++++ INPUT ROWS ++++

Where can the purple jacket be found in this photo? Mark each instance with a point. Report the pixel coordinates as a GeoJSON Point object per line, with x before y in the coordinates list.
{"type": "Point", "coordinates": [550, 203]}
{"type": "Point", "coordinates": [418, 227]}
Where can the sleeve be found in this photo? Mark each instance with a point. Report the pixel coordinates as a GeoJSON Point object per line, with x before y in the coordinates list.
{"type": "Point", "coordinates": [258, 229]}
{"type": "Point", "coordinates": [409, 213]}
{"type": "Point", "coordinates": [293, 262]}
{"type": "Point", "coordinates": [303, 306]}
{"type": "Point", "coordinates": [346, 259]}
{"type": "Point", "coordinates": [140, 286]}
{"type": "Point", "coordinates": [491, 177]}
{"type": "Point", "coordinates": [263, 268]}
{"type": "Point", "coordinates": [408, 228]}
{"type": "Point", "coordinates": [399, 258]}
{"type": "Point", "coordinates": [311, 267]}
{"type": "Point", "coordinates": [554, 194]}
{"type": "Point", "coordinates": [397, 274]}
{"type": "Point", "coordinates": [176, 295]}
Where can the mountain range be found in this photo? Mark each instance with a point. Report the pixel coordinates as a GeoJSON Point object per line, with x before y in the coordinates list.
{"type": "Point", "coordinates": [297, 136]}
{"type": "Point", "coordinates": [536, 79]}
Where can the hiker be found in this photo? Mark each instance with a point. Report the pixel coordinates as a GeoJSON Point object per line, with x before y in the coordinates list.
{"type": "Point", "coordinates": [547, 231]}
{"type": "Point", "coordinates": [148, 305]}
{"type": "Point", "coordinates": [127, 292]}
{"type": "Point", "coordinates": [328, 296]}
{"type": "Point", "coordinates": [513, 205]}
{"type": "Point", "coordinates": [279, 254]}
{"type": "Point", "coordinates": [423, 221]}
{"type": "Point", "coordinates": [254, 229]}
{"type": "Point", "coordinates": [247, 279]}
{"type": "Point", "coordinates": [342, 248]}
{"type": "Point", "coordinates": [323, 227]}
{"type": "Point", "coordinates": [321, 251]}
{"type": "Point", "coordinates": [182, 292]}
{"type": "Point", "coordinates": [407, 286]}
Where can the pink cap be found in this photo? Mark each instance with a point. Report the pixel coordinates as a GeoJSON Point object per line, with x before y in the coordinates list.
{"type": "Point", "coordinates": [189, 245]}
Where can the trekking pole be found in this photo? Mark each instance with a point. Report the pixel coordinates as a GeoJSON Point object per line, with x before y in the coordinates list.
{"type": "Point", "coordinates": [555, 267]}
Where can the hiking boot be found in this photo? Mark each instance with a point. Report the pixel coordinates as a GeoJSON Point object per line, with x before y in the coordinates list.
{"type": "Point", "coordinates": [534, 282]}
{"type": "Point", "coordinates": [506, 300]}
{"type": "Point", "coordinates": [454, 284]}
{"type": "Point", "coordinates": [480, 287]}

++++
++++ INPUT ROWS ++++

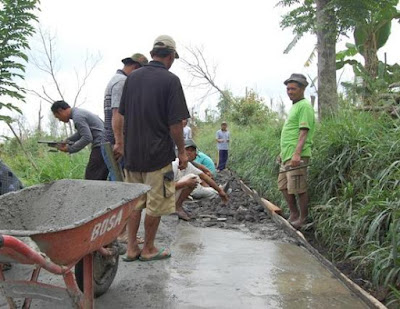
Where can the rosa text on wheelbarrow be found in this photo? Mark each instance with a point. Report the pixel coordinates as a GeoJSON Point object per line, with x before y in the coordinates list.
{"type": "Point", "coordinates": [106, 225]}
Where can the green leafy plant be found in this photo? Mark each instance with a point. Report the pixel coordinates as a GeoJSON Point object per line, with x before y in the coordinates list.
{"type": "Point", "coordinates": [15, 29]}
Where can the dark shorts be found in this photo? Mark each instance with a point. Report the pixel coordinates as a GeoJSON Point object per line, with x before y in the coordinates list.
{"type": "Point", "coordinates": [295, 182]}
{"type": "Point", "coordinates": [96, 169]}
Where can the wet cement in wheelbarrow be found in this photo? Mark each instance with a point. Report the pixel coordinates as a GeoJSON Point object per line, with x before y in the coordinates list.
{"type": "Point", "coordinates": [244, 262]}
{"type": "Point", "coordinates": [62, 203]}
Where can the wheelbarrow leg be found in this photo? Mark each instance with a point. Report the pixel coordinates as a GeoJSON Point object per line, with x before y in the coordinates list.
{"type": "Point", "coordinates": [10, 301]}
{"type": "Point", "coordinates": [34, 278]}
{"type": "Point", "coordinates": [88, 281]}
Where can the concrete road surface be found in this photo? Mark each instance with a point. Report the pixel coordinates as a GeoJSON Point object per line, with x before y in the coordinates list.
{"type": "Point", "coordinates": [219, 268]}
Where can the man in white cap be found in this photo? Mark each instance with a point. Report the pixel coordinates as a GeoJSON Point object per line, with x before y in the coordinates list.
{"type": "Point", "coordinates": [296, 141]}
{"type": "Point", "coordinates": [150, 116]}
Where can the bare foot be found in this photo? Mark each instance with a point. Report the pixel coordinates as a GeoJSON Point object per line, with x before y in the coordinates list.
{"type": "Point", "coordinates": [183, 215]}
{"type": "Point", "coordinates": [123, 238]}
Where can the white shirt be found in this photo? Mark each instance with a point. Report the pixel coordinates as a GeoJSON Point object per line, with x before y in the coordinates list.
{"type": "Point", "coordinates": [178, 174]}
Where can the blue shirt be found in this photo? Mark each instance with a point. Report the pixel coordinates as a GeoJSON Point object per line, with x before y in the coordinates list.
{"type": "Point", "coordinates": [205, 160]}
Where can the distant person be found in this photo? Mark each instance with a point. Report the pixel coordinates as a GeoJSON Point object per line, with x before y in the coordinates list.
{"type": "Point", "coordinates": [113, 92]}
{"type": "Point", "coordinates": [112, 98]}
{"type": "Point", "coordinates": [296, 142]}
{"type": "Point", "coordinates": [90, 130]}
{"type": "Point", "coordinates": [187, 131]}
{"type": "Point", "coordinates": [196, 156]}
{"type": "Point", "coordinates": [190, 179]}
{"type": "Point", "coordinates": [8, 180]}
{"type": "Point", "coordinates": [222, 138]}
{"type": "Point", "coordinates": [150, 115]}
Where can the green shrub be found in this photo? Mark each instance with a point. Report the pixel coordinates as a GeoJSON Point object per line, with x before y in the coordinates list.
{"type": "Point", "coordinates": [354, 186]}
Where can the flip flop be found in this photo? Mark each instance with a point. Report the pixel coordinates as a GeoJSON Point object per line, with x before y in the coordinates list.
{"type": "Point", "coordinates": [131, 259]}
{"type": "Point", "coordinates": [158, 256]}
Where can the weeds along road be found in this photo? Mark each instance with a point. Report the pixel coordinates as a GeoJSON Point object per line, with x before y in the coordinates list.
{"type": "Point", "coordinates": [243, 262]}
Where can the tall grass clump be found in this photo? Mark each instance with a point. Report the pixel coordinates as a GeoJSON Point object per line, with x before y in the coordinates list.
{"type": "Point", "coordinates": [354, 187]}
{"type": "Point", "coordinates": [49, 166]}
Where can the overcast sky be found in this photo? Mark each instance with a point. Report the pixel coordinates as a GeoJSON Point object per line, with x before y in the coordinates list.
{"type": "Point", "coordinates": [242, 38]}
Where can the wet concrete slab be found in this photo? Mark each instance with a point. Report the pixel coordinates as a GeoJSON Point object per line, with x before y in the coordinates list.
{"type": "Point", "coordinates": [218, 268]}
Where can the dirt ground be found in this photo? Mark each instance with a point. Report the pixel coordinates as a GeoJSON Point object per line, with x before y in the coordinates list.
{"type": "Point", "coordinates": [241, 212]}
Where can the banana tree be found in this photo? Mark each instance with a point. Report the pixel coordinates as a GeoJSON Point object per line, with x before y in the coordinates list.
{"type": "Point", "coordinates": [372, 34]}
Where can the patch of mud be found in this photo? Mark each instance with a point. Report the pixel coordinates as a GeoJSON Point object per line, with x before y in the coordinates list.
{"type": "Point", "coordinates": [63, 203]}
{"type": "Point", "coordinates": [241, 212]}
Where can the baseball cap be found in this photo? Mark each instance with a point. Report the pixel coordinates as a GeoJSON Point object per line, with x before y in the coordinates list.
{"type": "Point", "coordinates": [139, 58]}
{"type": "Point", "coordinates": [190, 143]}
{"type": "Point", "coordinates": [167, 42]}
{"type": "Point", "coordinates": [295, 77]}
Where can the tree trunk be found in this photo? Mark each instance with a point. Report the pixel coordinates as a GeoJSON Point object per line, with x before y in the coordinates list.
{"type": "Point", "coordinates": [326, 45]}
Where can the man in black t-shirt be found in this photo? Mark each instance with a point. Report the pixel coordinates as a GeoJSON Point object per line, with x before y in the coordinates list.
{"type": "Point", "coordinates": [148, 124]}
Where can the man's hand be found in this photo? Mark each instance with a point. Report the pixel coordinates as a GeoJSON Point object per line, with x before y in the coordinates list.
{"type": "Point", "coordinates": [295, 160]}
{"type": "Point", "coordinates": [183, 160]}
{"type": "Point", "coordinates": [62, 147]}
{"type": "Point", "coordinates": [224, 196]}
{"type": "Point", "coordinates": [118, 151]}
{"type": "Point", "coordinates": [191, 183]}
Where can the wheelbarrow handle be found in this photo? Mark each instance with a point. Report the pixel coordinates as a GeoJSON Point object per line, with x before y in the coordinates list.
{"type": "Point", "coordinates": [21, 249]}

++++

PROBLEM TO SOLVE:
State how many lines of the listing above contain the word "tree". Give only the number.

CORRECT RESPONSE:
2